> WHAT TO PRODUCE:
Could you continue the article on the auction of James Chadwick's Nobel medal, picking up after its final sentence?

> DOCUMENT PASSAGE:
• • • •
The Nobel Prize in Physics for the Discovery of Neutrons Was Auctioned Off This Week

The prize fetched more than Faulkner’s Nobel, but less than Crick’s

Photo: Ted Spiegel/CORBIS

Nobel Prize winners belong to a pretty exclusive group. Since the awards were conceived of back in 1901, just 847 individuals have received one of these honors. For those whose life's work isn't exactly Nobel material, however, there's another option for getting ahold of a Nobel medal: just buy one. This week, Sotheby's auctioned off James Chadwick's 1936 Nobel Prize in Physics for $329,000. 

Chadwick won the Nobel for his discovery of the neutron. Here's Scientific American with more on how the prize came to be on the auction block: 

Chadwick's family sold his Nobel medal and diploma about 20 years ago to a collector of metals and numismatics.

[Selby Kiffer, Sotheby's international senior books specialist,] said the collector might have been motivated to sell the Chadwick medal now after an expectation-shattering sale of the Nobel Prize medal and diploma that was awarded to Francis Crick in 1953 for the discovery of DNA's twisted ladder shape.
• • • •
> LISTED ENTRIES:
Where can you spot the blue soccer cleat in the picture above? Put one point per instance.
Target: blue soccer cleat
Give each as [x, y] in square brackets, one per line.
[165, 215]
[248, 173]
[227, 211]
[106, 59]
• • • •
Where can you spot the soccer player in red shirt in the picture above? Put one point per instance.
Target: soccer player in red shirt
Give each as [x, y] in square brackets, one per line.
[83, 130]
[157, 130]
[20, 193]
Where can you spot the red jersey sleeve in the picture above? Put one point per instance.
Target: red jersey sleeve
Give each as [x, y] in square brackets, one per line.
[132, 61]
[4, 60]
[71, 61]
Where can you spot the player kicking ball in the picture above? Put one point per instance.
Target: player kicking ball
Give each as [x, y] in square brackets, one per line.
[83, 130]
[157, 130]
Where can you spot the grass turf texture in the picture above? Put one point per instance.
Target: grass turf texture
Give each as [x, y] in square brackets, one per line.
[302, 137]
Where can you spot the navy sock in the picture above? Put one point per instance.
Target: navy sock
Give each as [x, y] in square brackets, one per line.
• • • •
> ANSWER TO THIS PROBLEM:
Chadwick's medal fetched a respectable price earlier this week, but it pales compared to the final bid on Crick's 1953 Nobel Prize for Physiology or Medicine for the discovery of DNA's double helix geometry. Crick's medal, auctioned off last spring, fetched a whopping $2,270,500, LiveScience reports. The buyer was the CEO of a Chinese biomedical company. 

Still, Chadwick's prize isn't on the bottom of the Nobel-auction pecking order. Last June, Circa reports, William Faulkner's 1949 Nobel Prize for Literature went unsold. Sotheby's still has Faulkner's Prize and other Nobel memorabilia listed on its site, estimating the value to be between $500,000 to $1 million.